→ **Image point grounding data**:
━━━━━━━━━━
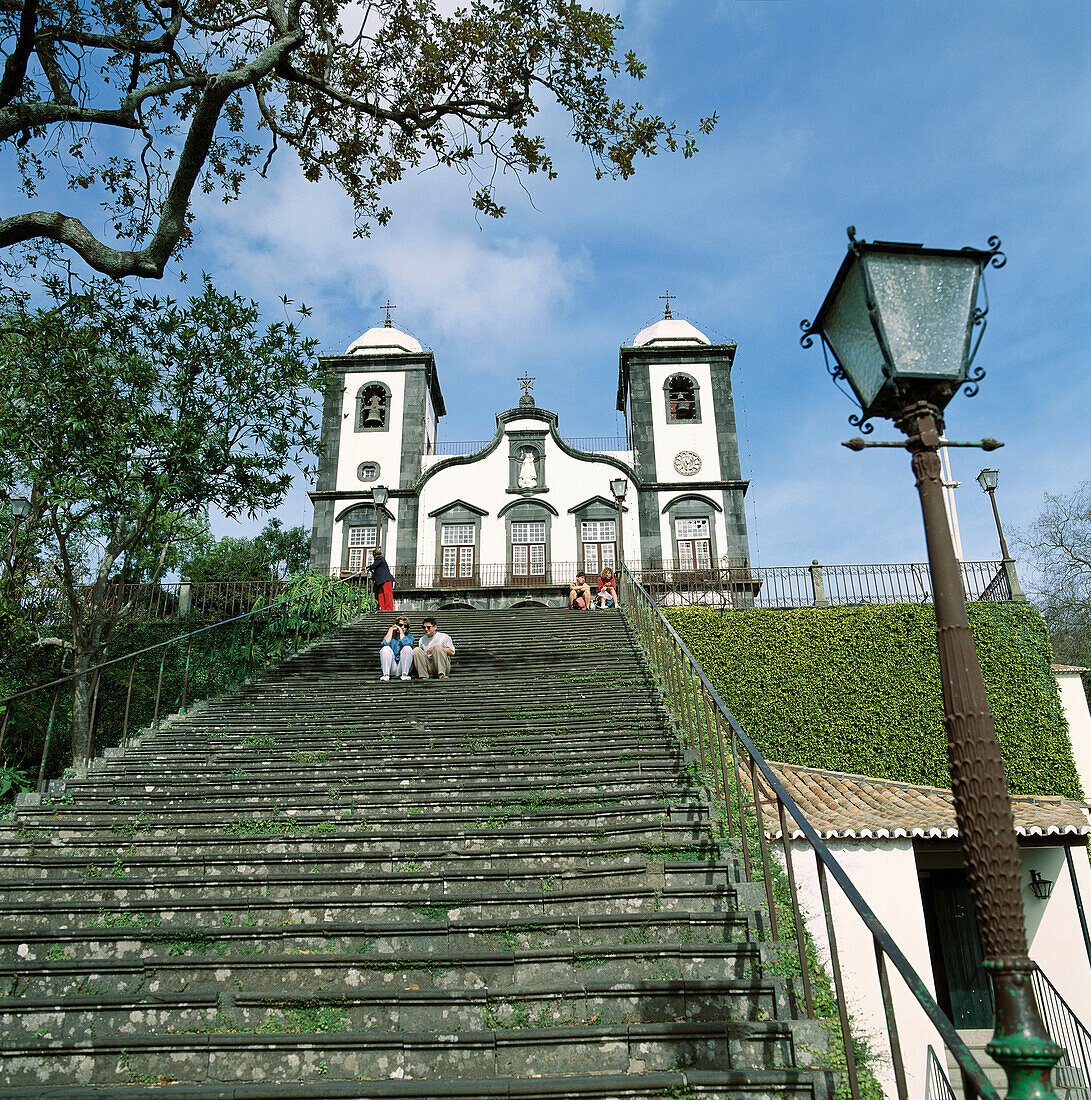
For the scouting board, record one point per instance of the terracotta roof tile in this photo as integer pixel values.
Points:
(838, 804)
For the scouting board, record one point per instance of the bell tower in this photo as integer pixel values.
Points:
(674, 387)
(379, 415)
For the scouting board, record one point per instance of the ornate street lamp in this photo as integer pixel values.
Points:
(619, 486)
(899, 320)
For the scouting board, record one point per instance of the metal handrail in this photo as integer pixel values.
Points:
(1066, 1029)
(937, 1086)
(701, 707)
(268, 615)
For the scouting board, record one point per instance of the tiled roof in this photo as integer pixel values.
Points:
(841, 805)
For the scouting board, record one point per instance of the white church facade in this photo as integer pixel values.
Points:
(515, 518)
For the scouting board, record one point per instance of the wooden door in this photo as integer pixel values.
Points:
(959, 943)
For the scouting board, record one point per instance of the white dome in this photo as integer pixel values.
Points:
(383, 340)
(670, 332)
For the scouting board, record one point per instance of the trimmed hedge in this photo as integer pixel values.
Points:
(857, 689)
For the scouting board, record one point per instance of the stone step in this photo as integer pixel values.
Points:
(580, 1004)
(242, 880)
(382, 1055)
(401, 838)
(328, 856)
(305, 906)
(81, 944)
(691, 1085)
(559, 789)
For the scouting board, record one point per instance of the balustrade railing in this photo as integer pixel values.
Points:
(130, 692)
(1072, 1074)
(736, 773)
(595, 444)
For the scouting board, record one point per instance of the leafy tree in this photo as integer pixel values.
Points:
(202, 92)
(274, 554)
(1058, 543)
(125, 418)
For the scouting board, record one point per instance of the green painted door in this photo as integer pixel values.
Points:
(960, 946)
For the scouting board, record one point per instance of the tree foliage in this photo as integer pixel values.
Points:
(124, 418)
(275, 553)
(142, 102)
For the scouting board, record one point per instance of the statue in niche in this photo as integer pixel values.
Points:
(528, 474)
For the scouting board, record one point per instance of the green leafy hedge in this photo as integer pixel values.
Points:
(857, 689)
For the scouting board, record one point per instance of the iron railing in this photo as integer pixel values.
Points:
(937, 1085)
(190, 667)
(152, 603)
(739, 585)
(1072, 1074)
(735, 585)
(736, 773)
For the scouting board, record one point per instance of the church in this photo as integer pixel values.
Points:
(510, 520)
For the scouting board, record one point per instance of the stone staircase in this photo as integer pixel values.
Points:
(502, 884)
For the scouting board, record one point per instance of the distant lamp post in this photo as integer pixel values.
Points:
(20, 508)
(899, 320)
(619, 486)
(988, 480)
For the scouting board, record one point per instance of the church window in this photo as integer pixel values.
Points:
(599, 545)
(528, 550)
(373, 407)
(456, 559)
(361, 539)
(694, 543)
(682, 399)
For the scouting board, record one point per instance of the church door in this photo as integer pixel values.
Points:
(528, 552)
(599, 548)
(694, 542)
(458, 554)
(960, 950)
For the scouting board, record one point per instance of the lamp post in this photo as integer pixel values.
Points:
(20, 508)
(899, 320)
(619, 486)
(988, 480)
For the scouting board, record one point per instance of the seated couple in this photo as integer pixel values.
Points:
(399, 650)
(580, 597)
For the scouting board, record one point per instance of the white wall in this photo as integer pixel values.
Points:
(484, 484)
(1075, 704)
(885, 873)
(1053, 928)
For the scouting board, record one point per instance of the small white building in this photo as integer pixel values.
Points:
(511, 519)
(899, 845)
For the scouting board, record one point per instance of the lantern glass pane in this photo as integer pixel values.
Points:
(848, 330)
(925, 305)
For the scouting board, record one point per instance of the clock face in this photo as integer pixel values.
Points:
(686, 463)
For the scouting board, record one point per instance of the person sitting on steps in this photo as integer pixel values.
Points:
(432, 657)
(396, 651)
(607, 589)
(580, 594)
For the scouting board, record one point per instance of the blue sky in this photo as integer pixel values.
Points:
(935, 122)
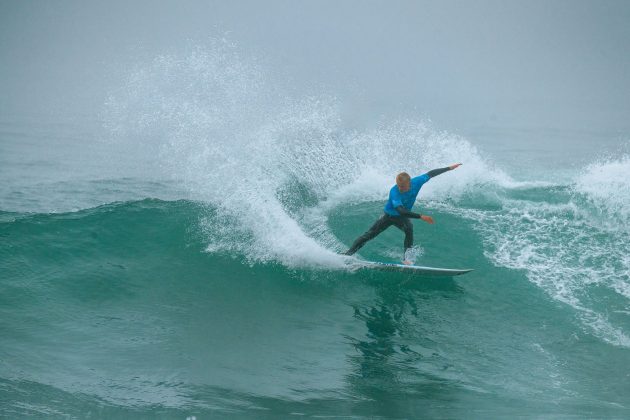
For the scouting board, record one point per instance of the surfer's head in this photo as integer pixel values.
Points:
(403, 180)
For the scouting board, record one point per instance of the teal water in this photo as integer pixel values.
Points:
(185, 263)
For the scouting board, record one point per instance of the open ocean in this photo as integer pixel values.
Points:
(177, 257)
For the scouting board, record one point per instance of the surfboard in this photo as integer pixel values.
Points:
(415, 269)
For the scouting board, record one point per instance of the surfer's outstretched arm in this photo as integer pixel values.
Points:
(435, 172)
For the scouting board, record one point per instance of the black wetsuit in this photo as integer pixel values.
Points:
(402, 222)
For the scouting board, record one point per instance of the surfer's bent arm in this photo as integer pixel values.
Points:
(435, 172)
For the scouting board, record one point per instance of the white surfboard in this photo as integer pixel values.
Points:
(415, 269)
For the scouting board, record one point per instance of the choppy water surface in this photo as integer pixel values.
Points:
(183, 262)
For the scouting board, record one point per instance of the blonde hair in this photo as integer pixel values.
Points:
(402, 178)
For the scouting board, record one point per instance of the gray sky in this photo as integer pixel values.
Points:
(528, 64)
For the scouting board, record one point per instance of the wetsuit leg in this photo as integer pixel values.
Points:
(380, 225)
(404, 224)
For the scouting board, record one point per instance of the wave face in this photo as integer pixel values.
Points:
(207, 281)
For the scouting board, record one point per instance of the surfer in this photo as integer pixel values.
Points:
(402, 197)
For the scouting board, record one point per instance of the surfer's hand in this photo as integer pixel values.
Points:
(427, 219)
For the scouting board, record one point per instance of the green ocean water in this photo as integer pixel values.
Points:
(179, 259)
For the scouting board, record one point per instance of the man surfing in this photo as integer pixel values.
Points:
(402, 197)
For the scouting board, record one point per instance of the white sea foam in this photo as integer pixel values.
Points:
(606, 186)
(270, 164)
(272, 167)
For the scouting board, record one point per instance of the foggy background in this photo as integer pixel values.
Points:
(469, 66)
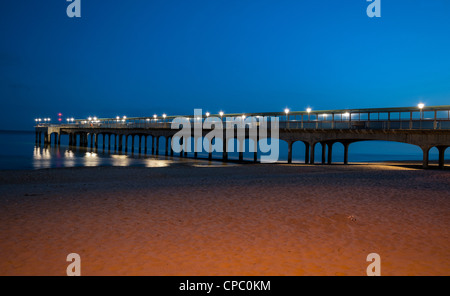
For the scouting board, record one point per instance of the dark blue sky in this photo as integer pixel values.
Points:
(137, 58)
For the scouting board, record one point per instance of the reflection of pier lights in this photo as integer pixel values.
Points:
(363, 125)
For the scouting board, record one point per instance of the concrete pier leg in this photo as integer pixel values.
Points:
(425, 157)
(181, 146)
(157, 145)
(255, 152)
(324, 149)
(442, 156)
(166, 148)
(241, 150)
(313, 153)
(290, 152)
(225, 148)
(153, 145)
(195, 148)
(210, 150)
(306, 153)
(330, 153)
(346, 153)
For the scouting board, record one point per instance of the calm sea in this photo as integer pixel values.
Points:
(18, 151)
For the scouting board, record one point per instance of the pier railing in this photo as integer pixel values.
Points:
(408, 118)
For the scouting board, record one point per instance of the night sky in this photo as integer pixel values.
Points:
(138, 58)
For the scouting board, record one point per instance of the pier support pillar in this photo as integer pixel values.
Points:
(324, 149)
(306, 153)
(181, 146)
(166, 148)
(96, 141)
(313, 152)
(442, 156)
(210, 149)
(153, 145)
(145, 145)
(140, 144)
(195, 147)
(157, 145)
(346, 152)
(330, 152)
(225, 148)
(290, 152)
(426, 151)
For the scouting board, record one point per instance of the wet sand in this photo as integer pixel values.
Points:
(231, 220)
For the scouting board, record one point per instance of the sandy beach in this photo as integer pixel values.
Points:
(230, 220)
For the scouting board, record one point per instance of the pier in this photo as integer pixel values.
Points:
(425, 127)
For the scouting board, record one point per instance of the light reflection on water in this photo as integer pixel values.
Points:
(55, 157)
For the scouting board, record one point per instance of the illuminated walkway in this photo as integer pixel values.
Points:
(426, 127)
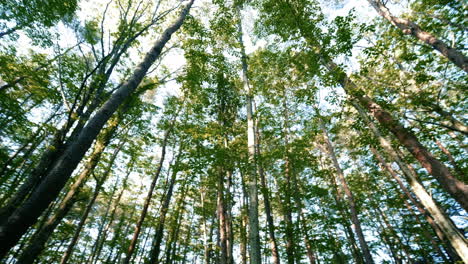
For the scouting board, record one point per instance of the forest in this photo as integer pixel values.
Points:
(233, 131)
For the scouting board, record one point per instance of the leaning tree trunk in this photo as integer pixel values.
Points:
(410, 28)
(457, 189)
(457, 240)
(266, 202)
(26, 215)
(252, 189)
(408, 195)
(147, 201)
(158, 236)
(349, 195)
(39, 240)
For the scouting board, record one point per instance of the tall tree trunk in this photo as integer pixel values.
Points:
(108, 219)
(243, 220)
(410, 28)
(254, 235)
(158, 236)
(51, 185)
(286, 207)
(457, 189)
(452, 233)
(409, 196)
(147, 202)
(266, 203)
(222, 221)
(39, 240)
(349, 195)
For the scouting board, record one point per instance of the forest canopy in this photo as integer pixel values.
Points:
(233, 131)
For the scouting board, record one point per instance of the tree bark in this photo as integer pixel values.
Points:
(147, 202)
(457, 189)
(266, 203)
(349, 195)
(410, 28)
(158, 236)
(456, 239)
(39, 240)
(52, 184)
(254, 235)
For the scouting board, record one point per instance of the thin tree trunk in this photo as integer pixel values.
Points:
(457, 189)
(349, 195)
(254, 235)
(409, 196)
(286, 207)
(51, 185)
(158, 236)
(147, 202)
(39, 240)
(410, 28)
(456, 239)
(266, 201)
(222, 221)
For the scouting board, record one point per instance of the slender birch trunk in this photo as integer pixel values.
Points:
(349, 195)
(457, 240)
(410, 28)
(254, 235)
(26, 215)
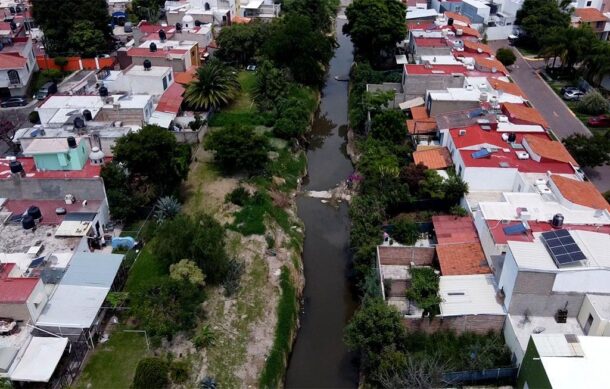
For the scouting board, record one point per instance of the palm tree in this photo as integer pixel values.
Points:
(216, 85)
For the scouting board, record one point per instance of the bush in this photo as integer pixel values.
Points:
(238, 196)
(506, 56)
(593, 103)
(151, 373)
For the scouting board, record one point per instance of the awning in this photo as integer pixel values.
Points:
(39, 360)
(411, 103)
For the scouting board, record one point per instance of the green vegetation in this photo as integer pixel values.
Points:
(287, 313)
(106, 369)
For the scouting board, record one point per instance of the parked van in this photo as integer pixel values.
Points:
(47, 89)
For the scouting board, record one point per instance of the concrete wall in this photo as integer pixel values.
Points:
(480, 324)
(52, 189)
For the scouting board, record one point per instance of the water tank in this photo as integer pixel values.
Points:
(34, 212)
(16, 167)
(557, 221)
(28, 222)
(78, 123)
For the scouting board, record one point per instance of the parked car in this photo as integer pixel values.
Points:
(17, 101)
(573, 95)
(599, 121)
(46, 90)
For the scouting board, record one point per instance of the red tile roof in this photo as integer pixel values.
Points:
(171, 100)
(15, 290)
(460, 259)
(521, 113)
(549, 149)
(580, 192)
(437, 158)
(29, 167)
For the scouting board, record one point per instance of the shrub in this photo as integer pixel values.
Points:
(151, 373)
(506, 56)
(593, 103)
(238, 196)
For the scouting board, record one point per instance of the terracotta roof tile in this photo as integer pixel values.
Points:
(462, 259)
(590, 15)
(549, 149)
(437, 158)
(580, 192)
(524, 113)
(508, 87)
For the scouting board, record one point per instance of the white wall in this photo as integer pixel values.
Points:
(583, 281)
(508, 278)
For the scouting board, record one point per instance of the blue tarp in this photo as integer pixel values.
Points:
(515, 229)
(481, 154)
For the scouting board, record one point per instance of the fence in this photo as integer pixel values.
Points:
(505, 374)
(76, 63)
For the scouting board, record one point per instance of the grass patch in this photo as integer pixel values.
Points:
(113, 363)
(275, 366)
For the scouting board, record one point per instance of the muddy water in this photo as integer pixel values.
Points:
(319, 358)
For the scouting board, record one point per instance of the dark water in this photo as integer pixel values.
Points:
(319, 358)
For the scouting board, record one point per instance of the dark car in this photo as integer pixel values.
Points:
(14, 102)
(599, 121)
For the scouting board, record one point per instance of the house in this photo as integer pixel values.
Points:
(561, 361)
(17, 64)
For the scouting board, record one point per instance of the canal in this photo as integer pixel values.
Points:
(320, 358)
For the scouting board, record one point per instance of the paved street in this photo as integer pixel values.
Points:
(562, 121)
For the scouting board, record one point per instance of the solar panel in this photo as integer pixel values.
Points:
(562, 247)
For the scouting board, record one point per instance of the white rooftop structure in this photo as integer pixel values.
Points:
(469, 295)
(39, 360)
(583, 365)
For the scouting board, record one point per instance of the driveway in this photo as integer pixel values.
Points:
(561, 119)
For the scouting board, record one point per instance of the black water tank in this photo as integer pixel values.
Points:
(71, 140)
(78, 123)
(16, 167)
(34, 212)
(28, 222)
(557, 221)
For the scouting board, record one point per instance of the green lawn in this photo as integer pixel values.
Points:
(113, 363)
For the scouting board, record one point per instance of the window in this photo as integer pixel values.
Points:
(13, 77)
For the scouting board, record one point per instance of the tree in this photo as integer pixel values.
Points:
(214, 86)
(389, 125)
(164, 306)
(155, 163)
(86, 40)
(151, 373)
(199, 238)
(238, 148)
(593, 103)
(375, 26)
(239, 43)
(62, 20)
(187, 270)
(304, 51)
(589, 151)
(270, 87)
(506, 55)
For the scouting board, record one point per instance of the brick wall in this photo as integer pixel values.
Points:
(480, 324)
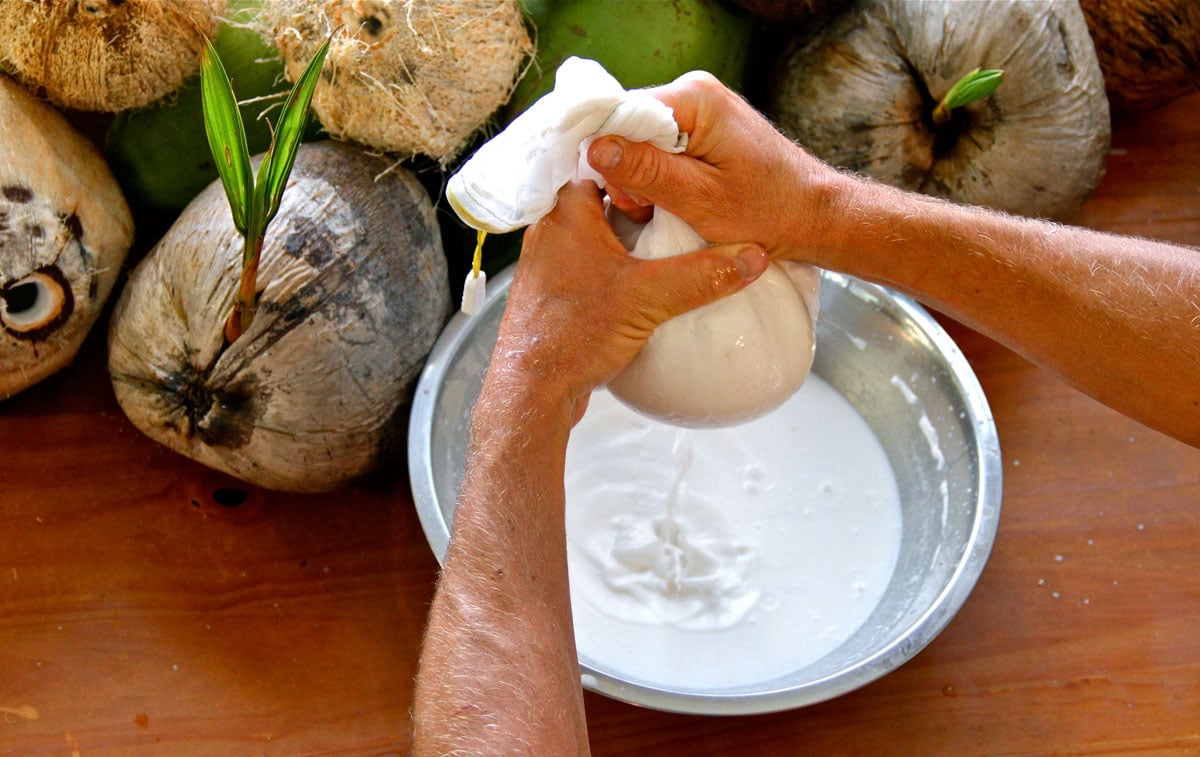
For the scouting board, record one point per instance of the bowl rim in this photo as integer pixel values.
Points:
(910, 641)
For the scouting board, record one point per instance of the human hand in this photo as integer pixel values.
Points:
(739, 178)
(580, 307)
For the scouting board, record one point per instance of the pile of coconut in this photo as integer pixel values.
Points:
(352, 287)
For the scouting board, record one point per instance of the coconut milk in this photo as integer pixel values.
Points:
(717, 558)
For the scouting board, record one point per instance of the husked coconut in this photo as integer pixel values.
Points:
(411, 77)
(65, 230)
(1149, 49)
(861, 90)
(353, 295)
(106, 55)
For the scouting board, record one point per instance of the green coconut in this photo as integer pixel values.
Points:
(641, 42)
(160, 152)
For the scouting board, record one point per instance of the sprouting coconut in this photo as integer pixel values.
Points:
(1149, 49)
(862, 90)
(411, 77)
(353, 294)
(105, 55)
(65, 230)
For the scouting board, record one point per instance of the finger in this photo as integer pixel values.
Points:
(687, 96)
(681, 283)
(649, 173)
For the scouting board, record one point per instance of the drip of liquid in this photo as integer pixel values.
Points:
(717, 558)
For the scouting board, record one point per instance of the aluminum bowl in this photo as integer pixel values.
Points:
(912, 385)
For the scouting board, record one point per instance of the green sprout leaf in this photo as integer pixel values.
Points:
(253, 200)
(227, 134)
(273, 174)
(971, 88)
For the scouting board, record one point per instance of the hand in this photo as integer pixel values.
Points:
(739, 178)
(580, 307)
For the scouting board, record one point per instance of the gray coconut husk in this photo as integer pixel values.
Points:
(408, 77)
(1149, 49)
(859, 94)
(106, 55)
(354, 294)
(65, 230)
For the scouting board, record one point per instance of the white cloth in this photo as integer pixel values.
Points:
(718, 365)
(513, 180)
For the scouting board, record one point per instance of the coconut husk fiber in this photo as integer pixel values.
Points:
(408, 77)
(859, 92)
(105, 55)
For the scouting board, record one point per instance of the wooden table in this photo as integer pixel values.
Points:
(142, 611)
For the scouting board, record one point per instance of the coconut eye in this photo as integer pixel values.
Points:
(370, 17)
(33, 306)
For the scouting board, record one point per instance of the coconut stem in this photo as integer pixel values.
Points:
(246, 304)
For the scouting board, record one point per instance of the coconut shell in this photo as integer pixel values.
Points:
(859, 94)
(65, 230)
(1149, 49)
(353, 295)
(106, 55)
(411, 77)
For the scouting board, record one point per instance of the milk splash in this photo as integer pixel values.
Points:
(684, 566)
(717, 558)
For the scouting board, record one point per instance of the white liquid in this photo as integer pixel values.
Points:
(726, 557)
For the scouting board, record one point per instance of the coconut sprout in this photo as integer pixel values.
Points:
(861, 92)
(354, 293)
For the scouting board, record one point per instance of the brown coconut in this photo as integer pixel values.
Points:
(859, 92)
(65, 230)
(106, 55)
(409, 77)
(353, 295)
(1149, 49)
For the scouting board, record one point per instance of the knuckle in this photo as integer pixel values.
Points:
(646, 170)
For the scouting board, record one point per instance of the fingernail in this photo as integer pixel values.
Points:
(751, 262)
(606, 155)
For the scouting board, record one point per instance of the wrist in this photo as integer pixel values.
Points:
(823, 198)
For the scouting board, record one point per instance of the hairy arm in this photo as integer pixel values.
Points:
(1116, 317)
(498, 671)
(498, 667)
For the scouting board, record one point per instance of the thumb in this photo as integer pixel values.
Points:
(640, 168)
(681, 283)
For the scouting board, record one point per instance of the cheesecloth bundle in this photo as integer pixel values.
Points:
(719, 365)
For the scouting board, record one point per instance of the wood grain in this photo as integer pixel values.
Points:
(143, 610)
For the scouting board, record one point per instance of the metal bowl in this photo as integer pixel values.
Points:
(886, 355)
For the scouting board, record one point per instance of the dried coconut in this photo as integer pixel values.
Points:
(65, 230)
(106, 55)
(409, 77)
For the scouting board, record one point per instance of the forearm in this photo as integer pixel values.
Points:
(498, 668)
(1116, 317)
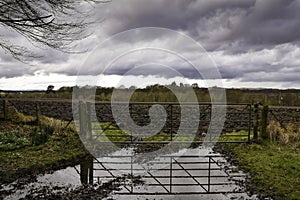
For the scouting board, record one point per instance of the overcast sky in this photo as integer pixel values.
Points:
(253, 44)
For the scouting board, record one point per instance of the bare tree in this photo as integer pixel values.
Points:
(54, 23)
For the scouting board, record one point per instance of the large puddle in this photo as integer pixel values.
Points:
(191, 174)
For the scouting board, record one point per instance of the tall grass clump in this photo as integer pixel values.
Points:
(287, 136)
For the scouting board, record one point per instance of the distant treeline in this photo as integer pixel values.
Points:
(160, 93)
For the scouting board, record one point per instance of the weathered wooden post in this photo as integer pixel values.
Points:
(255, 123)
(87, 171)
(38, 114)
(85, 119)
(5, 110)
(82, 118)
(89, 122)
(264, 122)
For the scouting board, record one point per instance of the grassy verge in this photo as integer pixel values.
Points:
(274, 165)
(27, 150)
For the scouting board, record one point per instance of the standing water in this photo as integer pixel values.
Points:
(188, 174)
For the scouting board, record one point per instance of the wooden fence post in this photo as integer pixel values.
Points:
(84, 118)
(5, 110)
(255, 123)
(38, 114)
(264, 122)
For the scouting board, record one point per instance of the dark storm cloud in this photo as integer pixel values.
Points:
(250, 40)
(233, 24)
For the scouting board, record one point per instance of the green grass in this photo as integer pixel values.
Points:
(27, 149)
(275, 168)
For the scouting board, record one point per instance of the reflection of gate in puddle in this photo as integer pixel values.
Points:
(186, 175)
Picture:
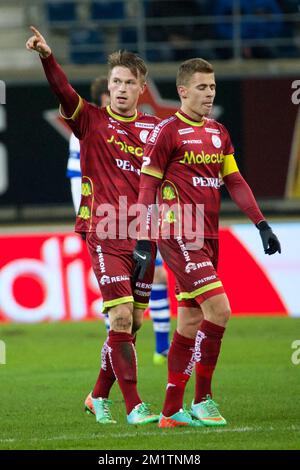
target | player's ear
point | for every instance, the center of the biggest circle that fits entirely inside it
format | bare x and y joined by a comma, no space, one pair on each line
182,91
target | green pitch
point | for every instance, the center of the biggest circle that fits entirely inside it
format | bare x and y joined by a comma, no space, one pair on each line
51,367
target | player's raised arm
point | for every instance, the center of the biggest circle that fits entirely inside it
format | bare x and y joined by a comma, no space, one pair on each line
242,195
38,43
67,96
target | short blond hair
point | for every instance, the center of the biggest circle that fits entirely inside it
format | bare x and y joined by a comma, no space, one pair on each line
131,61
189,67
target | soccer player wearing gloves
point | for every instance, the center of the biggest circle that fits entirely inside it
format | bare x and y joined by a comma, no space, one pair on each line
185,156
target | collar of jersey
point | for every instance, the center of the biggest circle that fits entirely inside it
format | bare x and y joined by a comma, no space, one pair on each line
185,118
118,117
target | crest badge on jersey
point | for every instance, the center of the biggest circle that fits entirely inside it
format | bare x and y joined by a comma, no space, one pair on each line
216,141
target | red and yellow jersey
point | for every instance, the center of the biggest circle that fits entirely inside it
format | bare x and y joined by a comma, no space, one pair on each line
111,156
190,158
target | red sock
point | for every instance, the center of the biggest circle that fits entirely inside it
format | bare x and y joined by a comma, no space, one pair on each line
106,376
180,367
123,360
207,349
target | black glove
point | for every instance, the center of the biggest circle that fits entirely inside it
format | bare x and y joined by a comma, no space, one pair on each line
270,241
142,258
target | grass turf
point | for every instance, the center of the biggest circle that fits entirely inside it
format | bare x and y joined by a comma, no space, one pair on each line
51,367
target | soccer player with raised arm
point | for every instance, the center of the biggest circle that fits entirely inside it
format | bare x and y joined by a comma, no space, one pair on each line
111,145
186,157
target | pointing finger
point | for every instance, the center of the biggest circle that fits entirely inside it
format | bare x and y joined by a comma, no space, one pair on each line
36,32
━━━━━━━━━━
→ **Problem to work on**: Produce an exact copy of the lines from the one containing "target | soccer player with raised arm" through the final line of the data, both ends included, and only those.

→ **Answer**:
target | soccer player with raised arm
point | for every instance, the center of the biggest circle that fits entirely inside it
format | bare x and y joined by a comma, no space, one pair on each line
111,145
186,157
target | pointing finger
point | for every instance, the center of the biggest circle that fits entirely inside it
format | bare x and y joined by a comma, no space, one pair on each line
36,32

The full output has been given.